**Questions**
(a) For each statement below, say yes or no as to whether the review of the film Brazil agrees with it, and quote the words of the review that decide it. (i) The film's title card places it "somewhere in the 20th Century." (ii) Sam Lowry is a high-ranking government official. (iii) The film runs under two hours.
(b) Please print the passage of the review of the film Brazil that begins at the words "Science fiction isn’t" and stop after the words "of the future.".

Science fiction isn’t about the future. It just happens to be set there.
…So goes a common argument, and one relevant to Brazil. As emphasised by its title card, which
informs us it is set “somewhere in the 20th Century”, it isn’t a film about the future, in any way that matters. It’s about the now. Or the ‘now’ of the early 1980s, at least. The trends it picks out of society are exaggerated, making the film more a caricature of the time than a prediction of the future.
But it is a proper sci-fi film, one which delights in exploring its world of Blade Runner-esque neon lights and unfamiliar technology. Then again, it’s hardly straight-down-the-line stereotypical science fiction. Our hero is one Sam Lowry, a small-time civil servant. For him, at least, the world of the tomorrow is very much like our own, but with an exaggerated emphasis on the right paperwork. Meanwhile Lowry dreams, in exquisite fantasy sequences, of being free and gliding through the clouds, and of one woman in need of saving. As is the way of these things, he spots her in the waking world and becomes obsessed.
The backdrop to all this is wonderfully rich, taking from contemporary trends and extrapolating them to their illogical conclusions. And in the great tradition of these things, each feels just as relevant today as it must have in 1985:
Plastic surgery and the resulting fetishism of looks and youth. The emptiness and loneliness of the job/consumerism cycle. But most of all, the frustration of bureaucracy and its unwavering faith in machines and processes, which are showed right at the beginning to be flawed. For Archie Tuttle–sorry, Buttle, at least, fatally so.
Which doesn’t sound too cheery, does it? Brazil hit me at the exact right moment, around the time I read Catch 22, and after two years at a government-initiative school that was restrictively bound to its own rules and regulations. It was a call to arms for the 16 year old me, echoing my discoveries of how unthinking people with power could be, and how impersonal and businesslike life in any institution can feel. It cemented a lot of very things in the mind of Serious Teenage Alex. But coming back to Brazil as a twenty-something, it turns out I’d forgotten how funny it also is.
Director Terry Gilliam was the token American and cartoon-provider for Monty Python and Brazil is often irreverent and surrealist in a way reminiscent of Python’s stuff. The digressions from the plot that fill out the world feel like small sketches and are symptomatic of Brazil‘s overwhelming style. Gilliam has described his directorial style as messy, and he packs the film with anything that’ll fit. It’s overpacked, in every sense. Take the song that lends the film its name, for example, surfaces constantly throughout, in different versions, whistled, played by a restaurant’s string quartet. Its a fascinating, and suitably patchwork, approach to a soundtrack. It’s packed with ideas like this. With distinctive visuals, with themes, characters, running jokes, fantasy sequences, satire, weirdness…
Frankly, it’s a baggy film. It’s over two hours, and feels every minute. The central plot stops and starts. But even here, form fits function. It’s a film about order versus chaos, and picks its side accordingly. As the state crumbles, the film itself explodes into countless fragments. So it’s hard to say Brazil is a film about any single thing. But it’s not really about the future, no. It’s a messily-drawn cartoon of a film, and everything it uses to create the supposed future is drawn from the fabric of the present, and the present. Brazil is no attempt at predicting what tomorrow will be like. It’s far too silly to try something as pointless as that.

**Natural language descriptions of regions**
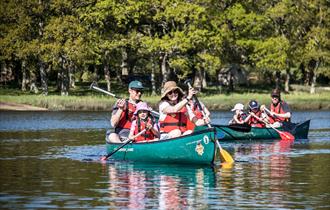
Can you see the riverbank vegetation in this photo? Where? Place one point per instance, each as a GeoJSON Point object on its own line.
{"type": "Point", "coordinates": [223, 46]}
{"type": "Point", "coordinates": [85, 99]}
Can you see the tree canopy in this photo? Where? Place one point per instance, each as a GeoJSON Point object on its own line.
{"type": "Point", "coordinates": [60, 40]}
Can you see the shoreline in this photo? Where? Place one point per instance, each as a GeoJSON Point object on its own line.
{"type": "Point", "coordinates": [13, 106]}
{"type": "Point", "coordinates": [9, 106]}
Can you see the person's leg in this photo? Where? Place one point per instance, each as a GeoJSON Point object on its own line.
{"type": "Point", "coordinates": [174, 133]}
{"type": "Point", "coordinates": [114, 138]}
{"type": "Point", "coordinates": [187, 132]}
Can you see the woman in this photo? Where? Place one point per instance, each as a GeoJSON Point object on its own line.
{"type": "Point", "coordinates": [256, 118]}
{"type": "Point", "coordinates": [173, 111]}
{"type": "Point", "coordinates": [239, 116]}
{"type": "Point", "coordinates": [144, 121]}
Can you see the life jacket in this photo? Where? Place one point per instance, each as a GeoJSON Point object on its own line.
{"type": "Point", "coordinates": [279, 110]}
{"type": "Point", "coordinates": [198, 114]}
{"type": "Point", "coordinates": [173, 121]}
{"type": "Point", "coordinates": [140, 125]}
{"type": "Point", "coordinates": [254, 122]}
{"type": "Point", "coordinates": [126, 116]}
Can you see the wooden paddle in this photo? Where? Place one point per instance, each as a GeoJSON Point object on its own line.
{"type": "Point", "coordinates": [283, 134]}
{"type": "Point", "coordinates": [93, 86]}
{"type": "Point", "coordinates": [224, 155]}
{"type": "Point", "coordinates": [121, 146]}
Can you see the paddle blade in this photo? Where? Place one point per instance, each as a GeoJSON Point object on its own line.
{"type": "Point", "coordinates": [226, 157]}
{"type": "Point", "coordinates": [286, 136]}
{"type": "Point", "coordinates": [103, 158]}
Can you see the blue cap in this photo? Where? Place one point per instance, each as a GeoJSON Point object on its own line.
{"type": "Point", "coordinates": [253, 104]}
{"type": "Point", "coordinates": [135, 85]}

--

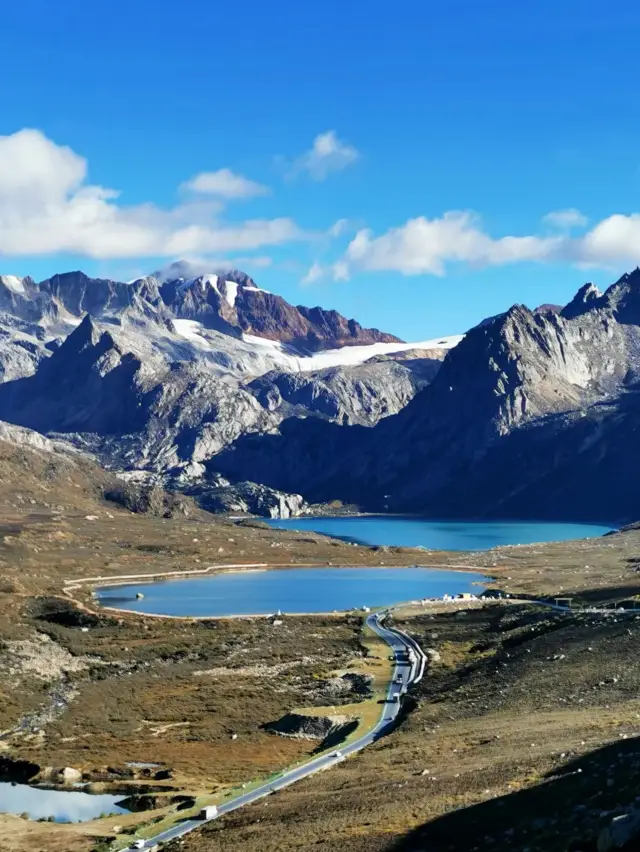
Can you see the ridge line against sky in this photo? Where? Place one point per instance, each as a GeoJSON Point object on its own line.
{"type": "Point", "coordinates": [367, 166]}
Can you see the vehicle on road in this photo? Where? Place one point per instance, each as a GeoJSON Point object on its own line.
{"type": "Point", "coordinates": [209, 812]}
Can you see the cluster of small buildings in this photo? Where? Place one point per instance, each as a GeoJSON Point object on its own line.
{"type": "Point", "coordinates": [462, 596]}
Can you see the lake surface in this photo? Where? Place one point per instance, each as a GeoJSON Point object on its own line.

**Responses by item number**
(a)
(i) Yes: "informs us it is set “somewhere in the 20th Century”"
(ii) No: "Our hero is one Sam Lowry, a small-time civil servant."
(iii) No: "It’s over two hours, and feels every minute."

(b)
Science fiction isn’t about the future. It just happens to be set there.
…So goes a common argument, and one relevant to Brazil. As emphasised by its title card, which
informs us it is set “somewhere in the 20th Century”, it isn’t a film about the future, in any way that matters. It’s about the now. Or the ‘now’ of the early 1980s, at least. The trends it picks out of society are exaggerated, making the film more a caricature of the time than a prediction of the future.